### ТЕКСТ

В этом недоумении и томлении духа уже обнаруживается смутное прозревание той последней, окончательной правды, которую открыло христианство. Бог – средоточие и носитель «иного» мира – есть не что иное, как реальность самой Правды – той подлинной правды, которую ищет человек и в которой он находит последнее удовлетворение. Эта правда совпадает с добром; ее существо есть любовь. Бог есть «отец» – не как строгий, требовательный властитель, а как существо, любящее своих детей и озабоченное их благом, радостно и любовно встречающее всех без различия, повелевающее солнцу восходить одинаково над злыми и добрыми и посылающее дождь праведным и неправедным. Спасение и успокоение дается всякому, кто его ищет, дверь в Царство Божие – в царство правды, добра и любви – открывается всякому, кто толкается в нее. Отношение власти и подчинения, из которого вытекает чувство рабского страха, здесь сменено отношением заботливой, всепрощающей любви и радостного доверия. Все это есть выражение того основоположного сознания, по которому Бог или «иной» мир, которого Он есть источник и средоточие, есть настоящая родина человеческой души, инстанция, сродная человеку, где человек находит последнее удовлетворение и упокоение. Отныне отношение человека к Богу, сознание неустранимой его связи с иным миром есть не источник страха, чувства бессилия, подвластности, виновности, а, напротив, источник блаженства и покоя, «спасения». Все то, о чем томится и чего не находит человек на земле, все то, в чем нуждается человеческая душа в ее исконном, вечном, ничем не стираемом отличии от всех свойств и условий земной реальности, – все это человек находит в Боге и Его Небесном Царствии. Ибо человек в конце концов ищет только одного – сохранить, «спасти» свою «душу» – быть самим собой, прочно обладать благами, составляющими само его существо. Если весь здешний мир не может обеспечить человеку достижение этой цели, то «какая польза человеку, если он приобретет весь мир, а душе своей повредит?» Или: «Какой выкуп даст человек за душу свою?» И напротив, там – у Бога, в его Царствии – человек имеет «единственное, что ему нужно» – вечное, неотъемлемое и неразрушимое сокровище, дающее полное удовлетворение всем его потребностям, то, ради чего стоит отдать все остальное.

С этим сознанием, что «сокровище на небесах» настолько ценно, настолько удовлетворяет единственную истинную потребность человека, что человек, жертвующий для него всеми земными благами, обретает все же безмерно больший выигрыш, тогда как, наоборот, человек, пренебрегающий им ради земных благ, наносит ущерб самому себе, губит сам себя – с этим сознанием связана особая парадоксальность христианской веры, вечно возбуждающая насмешку или даже негодование неверующих[16]. Дело в том, что по самому смыслу христианской веры обладание «сокровищем на небесах» сохраняет всю свою ценность, несмотря на то, что оно ни в чем не изменяет внешнего трагического положения человека в плане его земного бытия, – более того, несмотря на то, что эта вера, в силу своего антагонизма обычной земной установке, обрекает человека на одиночество, непонимание и гонение со стороны «мира сего».

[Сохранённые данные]
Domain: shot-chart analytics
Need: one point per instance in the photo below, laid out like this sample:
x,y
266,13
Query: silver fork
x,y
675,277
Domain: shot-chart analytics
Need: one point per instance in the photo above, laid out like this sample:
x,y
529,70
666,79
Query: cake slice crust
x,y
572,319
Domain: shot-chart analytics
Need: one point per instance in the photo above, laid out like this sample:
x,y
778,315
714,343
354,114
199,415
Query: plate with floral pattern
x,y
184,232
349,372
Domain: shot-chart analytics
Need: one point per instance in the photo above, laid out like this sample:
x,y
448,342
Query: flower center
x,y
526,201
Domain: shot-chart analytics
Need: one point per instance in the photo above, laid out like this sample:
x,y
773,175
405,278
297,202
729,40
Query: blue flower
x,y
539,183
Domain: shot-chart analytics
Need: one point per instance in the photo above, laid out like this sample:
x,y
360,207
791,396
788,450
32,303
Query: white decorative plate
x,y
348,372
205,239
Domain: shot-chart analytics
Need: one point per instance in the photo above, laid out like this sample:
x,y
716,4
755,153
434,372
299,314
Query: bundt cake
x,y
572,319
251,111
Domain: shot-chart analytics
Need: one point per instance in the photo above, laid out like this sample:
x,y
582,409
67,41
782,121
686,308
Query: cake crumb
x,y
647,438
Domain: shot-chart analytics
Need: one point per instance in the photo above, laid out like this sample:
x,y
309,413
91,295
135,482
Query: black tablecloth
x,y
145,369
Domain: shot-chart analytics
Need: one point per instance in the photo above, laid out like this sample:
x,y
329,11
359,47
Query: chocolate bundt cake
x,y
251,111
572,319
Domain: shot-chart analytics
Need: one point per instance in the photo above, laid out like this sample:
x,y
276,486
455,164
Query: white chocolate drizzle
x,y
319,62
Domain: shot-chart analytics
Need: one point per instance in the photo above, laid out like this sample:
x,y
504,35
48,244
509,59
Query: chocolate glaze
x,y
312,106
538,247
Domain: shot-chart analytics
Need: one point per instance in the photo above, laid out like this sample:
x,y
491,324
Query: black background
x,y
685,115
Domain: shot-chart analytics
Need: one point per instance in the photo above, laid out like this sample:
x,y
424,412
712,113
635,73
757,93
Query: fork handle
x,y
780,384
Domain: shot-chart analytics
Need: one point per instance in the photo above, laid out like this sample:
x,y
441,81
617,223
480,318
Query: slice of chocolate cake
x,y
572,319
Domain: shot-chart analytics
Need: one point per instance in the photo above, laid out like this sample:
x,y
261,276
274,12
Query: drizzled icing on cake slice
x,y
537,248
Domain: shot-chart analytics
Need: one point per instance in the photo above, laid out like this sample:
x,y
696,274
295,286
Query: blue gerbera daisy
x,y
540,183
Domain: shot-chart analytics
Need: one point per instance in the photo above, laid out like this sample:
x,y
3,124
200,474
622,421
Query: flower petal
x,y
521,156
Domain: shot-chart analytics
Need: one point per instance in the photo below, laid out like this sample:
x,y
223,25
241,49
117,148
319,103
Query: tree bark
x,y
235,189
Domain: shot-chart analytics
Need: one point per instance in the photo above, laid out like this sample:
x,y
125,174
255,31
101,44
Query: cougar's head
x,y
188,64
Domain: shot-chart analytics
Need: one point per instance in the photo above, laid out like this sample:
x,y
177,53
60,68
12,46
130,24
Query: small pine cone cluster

### ВАШЕ ЗАДАНИЕ
Перечислите всё, источником чего, согласно тексту о христианской вере, отношение человека к Богу отныне не является. Эти данные никак не связаны с текстом.

### ПОЛЕ ОТВЕТА
Страх, чувство бессилия, подвластность, виновность.